▶ _Passage to read_:
3. For the purposes of this decision I refer to the Secretary of State as the respondent and to IMB as the appellant, reflecting their positions before the First-tier Tribunal.
4. The appellant is a citizen of Sierra Leone and was born in 1994. She is now 22 years' old. Her brief immigration history is that she remained in Sierra Leone in 2005 with her paternal grandmother whilst her parents came to the UK to study. She came here on a visit visa in 8 March 2008 and was then granted leave as a dependent child of her parents. When the family's application for further leave was refused and dismissed by Immigration Judge Nightingale in a decision dated 22 March 2011, the family made an asylum claim which was refused and dismissed by Immigration Judge Pedro in a decision dated 15 December 2011. A further application for leave outside the Immigration Rules was refused in 2012.
5. The appellant then made applications in her own right in 2013 and 2014 for leave on the basis of human rights and family and private life, both being refused. She claimed asylum in her own right on 26 August 2014. The refusal on 6 February 2015 led to these proceedings.
6. The appellant's asylum claim is based on a risk of female genital mutilation (FGM). Her parents did not want her to undergo the procedure but the remainder of her family did, in particular her paternal grandmother and a paternal aunt. It was not disputed that she has not been forced to undergo this procedure although her mother had.
7. When allowing the protection claim, Judge Balloch made the following findings at [103] and [105]:
a. The appellant was not from the Mende tribe, FGM being highly prevalent amongst members of that tribe
b. The appellant was not at risk of FGM from close family members in Sierra Leone
c. The high level of FGM shown in the country evidence was sufficient to show a real risk on return
8. The respondent maintained that the finding of a general risk of FGM was not lawful. The First-tier Tribunal had not indicated why this would be so given that it had not been made out that the appellant was from the Mende tribe and that her family members would not attempt to force her to undergo FGM. The country guidance case of FB (Lone women - PSG - internal relocation - AA (Uganda) considered) Sierra Leone [2008] UKAIT 00090 had been before the First-tier Tribunal and stated at [4] of the head note on the issue of avoiding the threat of FGM that:
"There is a significant migration to Freetown from rural areas. For migrants to Freetown, those with the ability to access support would face no risk. Such support mechanisms might include family or other connections"

Data lines:
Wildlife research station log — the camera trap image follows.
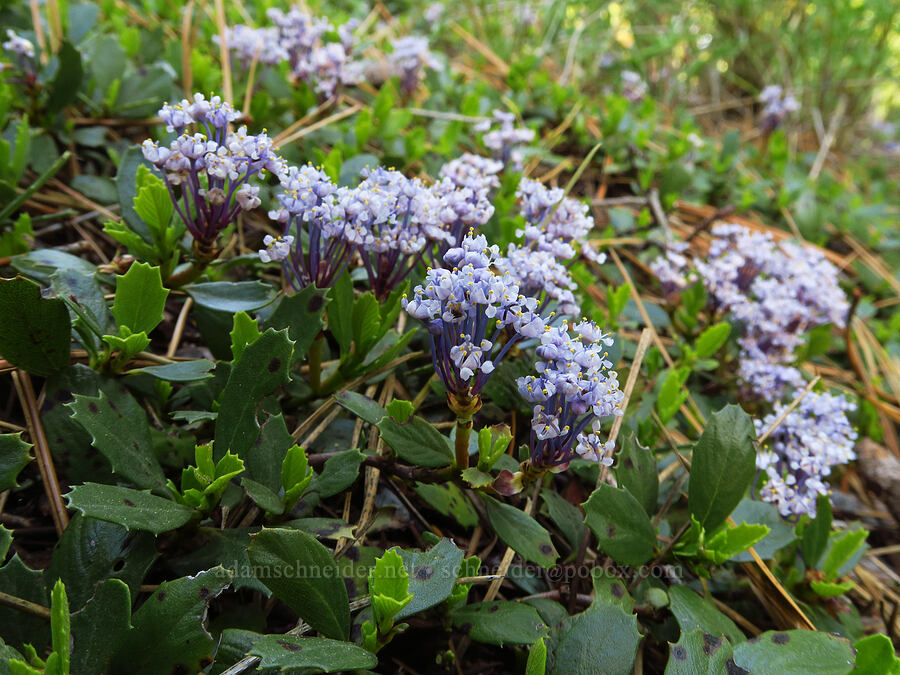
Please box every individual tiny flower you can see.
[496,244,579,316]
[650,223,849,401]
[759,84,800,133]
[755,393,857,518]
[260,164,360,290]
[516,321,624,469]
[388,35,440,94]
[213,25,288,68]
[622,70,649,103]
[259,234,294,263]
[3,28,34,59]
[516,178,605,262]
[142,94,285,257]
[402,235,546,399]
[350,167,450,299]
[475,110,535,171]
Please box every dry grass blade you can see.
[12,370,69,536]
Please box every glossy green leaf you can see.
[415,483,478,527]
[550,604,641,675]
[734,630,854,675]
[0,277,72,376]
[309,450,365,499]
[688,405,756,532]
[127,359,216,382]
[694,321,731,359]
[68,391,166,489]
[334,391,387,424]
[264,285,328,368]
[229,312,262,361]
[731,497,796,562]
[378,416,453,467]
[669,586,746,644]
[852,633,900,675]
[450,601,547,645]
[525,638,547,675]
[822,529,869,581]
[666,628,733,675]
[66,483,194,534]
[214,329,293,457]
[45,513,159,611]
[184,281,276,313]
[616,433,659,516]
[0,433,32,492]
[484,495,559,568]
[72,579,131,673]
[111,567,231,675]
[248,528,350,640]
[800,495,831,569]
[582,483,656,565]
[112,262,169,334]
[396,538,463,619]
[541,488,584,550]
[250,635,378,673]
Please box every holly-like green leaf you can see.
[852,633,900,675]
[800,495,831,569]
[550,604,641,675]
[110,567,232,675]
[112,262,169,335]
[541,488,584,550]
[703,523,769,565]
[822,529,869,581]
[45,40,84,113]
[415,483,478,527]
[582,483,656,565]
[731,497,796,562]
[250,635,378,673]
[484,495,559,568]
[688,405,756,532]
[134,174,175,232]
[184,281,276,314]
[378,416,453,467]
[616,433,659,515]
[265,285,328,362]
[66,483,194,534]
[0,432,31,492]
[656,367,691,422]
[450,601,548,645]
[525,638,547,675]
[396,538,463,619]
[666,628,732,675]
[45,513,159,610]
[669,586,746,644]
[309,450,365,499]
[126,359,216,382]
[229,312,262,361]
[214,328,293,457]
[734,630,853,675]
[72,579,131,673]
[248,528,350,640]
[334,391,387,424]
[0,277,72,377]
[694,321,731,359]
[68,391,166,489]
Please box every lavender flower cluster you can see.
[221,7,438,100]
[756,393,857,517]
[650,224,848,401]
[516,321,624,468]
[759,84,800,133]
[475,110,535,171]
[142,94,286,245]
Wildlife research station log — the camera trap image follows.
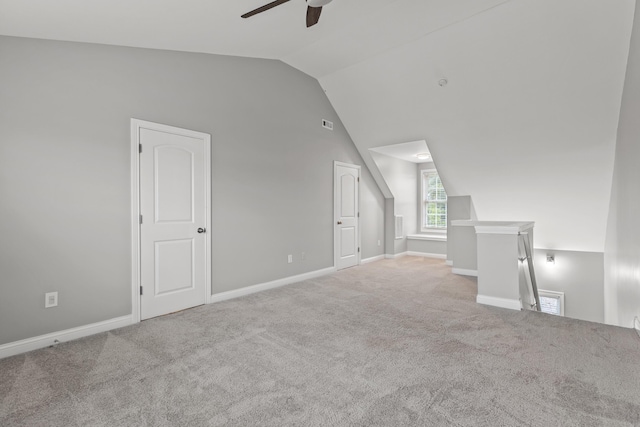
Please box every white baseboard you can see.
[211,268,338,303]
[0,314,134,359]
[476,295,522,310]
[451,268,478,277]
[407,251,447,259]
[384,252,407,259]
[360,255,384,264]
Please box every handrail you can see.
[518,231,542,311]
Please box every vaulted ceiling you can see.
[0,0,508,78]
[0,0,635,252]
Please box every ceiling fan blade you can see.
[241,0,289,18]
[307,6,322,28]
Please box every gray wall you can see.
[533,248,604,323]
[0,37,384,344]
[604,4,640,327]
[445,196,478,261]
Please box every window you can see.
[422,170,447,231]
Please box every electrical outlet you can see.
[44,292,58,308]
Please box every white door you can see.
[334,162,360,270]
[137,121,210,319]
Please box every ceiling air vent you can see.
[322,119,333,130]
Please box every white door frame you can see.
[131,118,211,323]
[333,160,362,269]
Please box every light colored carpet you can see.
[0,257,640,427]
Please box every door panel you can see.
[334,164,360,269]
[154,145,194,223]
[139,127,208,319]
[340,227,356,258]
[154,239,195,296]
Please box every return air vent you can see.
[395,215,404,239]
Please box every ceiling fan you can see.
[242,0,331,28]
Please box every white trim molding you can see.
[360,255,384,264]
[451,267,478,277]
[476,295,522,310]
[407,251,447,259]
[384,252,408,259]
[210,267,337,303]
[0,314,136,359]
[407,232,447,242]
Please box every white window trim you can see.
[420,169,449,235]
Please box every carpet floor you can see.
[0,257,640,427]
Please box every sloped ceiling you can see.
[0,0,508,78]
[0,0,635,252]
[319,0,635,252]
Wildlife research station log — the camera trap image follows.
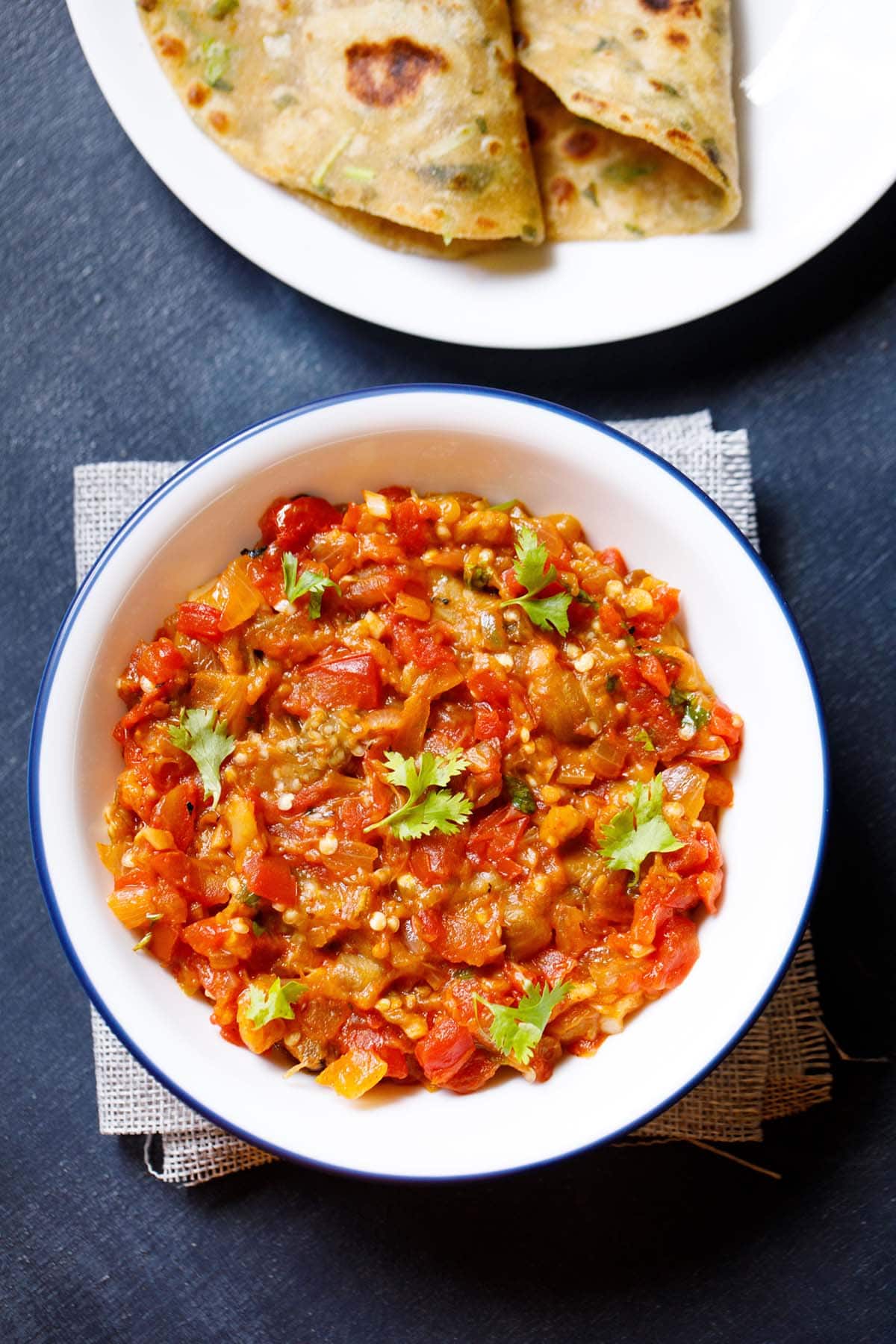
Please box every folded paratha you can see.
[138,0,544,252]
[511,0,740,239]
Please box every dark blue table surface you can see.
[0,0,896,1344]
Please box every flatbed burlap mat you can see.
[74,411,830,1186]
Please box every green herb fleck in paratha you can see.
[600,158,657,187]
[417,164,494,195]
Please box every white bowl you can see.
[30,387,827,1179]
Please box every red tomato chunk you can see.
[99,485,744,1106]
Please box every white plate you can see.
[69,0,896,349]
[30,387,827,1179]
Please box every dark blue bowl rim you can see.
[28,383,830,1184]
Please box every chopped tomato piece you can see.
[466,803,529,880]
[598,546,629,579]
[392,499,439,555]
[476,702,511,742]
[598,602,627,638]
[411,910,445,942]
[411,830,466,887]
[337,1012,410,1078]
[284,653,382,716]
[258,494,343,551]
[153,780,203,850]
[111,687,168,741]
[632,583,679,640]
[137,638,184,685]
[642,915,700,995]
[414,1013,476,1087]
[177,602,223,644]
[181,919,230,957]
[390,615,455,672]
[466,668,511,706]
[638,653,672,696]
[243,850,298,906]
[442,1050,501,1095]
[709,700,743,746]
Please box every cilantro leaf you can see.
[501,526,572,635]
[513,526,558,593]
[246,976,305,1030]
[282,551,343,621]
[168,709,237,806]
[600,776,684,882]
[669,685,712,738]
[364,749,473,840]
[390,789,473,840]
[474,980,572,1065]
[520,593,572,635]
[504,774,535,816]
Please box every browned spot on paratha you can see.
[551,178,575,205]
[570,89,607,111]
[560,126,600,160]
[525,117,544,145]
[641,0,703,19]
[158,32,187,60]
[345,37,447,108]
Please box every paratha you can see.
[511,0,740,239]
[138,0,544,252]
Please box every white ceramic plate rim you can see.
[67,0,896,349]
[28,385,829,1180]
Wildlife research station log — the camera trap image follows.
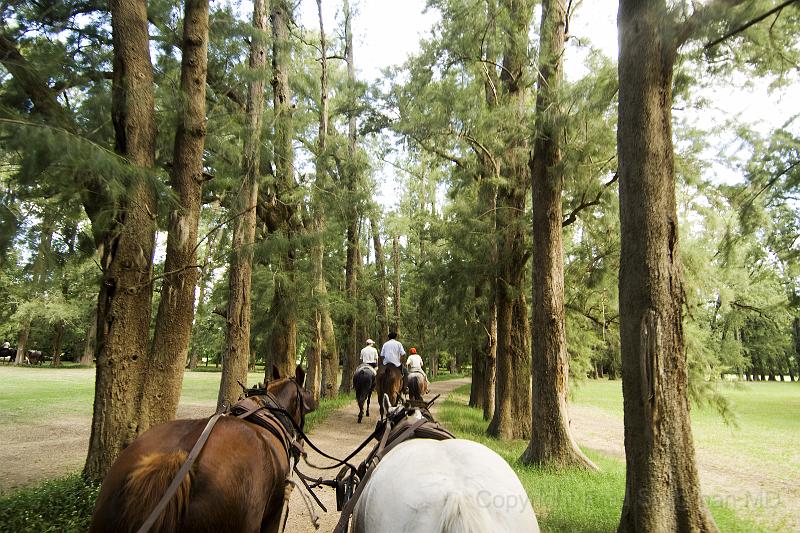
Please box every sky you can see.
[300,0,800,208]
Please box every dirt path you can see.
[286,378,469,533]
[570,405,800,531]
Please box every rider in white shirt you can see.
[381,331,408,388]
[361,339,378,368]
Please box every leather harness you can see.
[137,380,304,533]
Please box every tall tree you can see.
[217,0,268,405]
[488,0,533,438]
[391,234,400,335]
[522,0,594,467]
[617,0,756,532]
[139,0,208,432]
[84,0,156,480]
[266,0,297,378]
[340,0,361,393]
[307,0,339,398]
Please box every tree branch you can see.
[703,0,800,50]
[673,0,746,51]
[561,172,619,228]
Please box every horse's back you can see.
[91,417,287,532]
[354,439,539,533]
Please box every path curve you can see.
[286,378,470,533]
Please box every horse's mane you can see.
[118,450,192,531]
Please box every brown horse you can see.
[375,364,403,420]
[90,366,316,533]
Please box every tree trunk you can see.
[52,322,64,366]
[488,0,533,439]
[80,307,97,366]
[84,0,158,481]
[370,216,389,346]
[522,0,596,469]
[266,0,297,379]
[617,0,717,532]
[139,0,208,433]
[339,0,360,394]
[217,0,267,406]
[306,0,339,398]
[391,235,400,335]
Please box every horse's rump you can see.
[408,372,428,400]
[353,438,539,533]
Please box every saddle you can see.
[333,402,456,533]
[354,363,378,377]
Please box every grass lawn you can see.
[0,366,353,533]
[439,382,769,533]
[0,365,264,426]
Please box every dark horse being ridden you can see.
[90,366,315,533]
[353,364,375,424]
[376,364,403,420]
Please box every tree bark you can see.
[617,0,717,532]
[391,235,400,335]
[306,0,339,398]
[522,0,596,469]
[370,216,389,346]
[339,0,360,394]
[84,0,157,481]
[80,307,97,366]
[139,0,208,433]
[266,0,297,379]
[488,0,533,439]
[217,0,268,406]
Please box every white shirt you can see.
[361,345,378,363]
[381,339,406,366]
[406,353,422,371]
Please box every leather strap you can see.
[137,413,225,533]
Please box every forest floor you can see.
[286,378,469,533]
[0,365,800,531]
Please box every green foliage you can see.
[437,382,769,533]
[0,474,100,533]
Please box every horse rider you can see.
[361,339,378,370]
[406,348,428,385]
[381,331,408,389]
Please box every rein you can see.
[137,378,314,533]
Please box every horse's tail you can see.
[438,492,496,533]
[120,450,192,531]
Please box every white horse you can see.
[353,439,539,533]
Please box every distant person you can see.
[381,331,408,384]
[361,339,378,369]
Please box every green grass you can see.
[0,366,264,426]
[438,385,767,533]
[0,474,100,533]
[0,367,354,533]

▶ _Task_:
Check each statement against the decision excerpt above: (a) The appellant is a citizen of Sierra Leone. (b) Judge Balloch found that the appellant was from the Mende tribe. (c) The appellant claimed asylum in her own right in 2014. For each one, answer yes or no and quote the words from the decision excerpt that settle it.

▶ _Solution_:
(a) Yes: "The appellant is a citizen of Sierra Leone"
(b) No: "The appellant was not from the Mende tribe"
(c) Yes: "She claimed asylum in her own right on 26 August 2014"